Job. Give the data below again, word for word.

Task data.
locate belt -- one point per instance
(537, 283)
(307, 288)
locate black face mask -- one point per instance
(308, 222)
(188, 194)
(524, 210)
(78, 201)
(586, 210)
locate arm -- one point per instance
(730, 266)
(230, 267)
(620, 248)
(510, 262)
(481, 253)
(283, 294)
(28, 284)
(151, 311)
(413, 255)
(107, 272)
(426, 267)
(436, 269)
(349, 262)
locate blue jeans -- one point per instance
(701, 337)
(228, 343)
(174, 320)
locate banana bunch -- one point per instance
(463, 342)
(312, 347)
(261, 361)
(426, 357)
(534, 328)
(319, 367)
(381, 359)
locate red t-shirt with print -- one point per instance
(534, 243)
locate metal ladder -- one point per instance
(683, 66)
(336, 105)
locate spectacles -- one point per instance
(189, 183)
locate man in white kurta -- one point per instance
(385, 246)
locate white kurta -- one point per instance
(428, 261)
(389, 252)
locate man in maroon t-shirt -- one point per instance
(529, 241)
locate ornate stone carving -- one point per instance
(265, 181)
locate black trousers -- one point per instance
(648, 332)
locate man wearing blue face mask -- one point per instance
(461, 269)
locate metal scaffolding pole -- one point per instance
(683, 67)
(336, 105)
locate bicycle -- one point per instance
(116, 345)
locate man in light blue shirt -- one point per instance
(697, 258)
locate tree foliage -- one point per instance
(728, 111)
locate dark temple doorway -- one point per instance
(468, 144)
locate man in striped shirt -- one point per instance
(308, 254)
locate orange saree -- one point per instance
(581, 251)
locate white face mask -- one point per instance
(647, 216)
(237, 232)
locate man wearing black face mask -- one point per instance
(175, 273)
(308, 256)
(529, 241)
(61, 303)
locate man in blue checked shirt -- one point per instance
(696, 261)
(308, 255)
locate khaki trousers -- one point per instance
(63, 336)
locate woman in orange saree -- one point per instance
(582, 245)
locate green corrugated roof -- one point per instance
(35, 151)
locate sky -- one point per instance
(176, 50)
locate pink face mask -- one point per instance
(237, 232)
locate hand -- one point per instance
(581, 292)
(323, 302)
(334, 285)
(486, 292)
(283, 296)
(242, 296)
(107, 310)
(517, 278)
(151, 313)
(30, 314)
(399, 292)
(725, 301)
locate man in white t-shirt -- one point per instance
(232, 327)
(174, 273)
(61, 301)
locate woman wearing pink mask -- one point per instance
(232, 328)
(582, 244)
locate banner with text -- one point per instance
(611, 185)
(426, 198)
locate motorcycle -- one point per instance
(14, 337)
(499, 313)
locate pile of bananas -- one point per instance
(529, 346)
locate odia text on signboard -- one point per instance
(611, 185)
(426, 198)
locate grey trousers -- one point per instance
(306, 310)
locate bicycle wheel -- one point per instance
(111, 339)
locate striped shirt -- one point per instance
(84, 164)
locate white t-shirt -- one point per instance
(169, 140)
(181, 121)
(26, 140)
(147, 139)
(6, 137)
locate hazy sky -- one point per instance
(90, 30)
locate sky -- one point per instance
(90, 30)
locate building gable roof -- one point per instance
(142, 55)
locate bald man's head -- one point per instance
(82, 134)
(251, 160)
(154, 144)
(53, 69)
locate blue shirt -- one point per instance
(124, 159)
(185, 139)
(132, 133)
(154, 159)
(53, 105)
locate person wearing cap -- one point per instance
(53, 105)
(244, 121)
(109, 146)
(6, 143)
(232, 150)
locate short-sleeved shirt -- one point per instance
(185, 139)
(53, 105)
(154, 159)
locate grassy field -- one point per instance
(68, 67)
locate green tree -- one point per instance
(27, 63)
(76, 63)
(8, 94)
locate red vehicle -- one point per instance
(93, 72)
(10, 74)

The reply.
locate belt -- one point per instance
(537, 283)
(307, 288)
locate black face mask -- one point per instance
(308, 222)
(188, 194)
(524, 210)
(78, 201)
(586, 210)
locate arm -- one point per instance
(730, 266)
(230, 267)
(620, 248)
(510, 262)
(481, 253)
(283, 294)
(28, 284)
(151, 311)
(413, 255)
(107, 272)
(426, 267)
(436, 269)
(349, 262)
locate blue jeans -- one point per instance
(701, 337)
(228, 343)
(174, 320)
locate banana bunch -- one point per instance
(463, 342)
(312, 347)
(261, 361)
(426, 357)
(534, 328)
(319, 367)
(381, 359)
locate red t-shirt with print -- one point per instance
(534, 243)
locate metal ladder -- one point per instance
(683, 66)
(336, 105)
locate spectacles -- one point per instance
(189, 183)
locate man in white kurta -- one point per instance
(385, 246)
locate white kurta -- one point per instance
(428, 261)
(389, 252)
locate man in maroon t-shirt -- one point per instance
(529, 241)
locate ornate stone carving -- one point per instance
(265, 181)
locate black trousers -- one point per instance
(648, 332)
locate man wearing blue face mask -- one point per instance
(461, 269)
locate metal scaffolding pole -- one point per instance
(683, 67)
(336, 105)
locate bicycle -- one point per instance
(116, 345)
locate man in light blue shirt -- one point per instance
(697, 258)
locate tree foliage -- one point per instance
(728, 111)
locate dark temple doorway -- one point per instance
(468, 144)
locate man in striped shirt -- one point per instance
(308, 254)
locate orange saree -- one point per instance
(581, 251)
locate white face mask -- one point per instance
(647, 216)
(237, 232)
locate man wearing black face mask -- one point per instance
(175, 273)
(308, 256)
(529, 241)
(61, 303)
locate man in blue checked shirt -- one point per instance
(696, 261)
(308, 255)
locate khaki trousers -- one point per instance
(63, 336)
locate woman in orange saree -- one point per instance
(582, 245)
locate green corrugated roof -- one point per instance
(35, 151)
locate sky -- one point per instance
(176, 50)
locate pink face mask -- one point per instance
(237, 232)
locate hand -- one point per instance
(581, 292)
(323, 302)
(334, 285)
(486, 292)
(283, 296)
(242, 296)
(107, 310)
(517, 278)
(151, 313)
(30, 314)
(399, 292)
(725, 301)
locate man in white t-shirt -- one point per instance
(232, 327)
(174, 273)
(61, 301)
locate woman wearing pink mask -- one point per instance
(232, 328)
(582, 244)
locate banner with text -- one point per instance
(611, 185)
(426, 198)
locate motorcycle -- one point per instance
(14, 337)
(499, 313)
locate pile of bananas -- one point per instance
(529, 346)
locate odia text on signboard -- one point per instance
(611, 185)
(426, 198)
locate grey trousers -- one point per instance
(306, 310)
locate bicycle wheel -- one point per instance
(111, 339)
locate striped shirt -- one point per instance
(84, 164)
locate white t-shirt -- one point per instance
(169, 140)
(181, 121)
(26, 140)
(147, 139)
(6, 137)
locate hazy sky -- one point per instance
(90, 30)
locate sky -- one point per instance
(90, 30)
locate building gable roof -- one point per instance
(142, 55)
locate bald man's head -- one point per instance
(82, 134)
(251, 160)
(154, 144)
(53, 69)
locate blue shirt -- one point per instance
(124, 159)
(185, 139)
(132, 133)
(154, 159)
(53, 105)
locate person wearing cap -- one point per instance
(53, 105)
(244, 121)
(109, 146)
(6, 143)
(232, 150)
locate short-sleeved shirt -- one point per instance
(185, 139)
(53, 105)
(154, 159)
locate grassy field -- one point per instance
(68, 67)
locate green tree -- one point per instance
(27, 63)
(76, 63)
(8, 94)
locate red vehicle -- one point per instance
(93, 72)
(10, 74)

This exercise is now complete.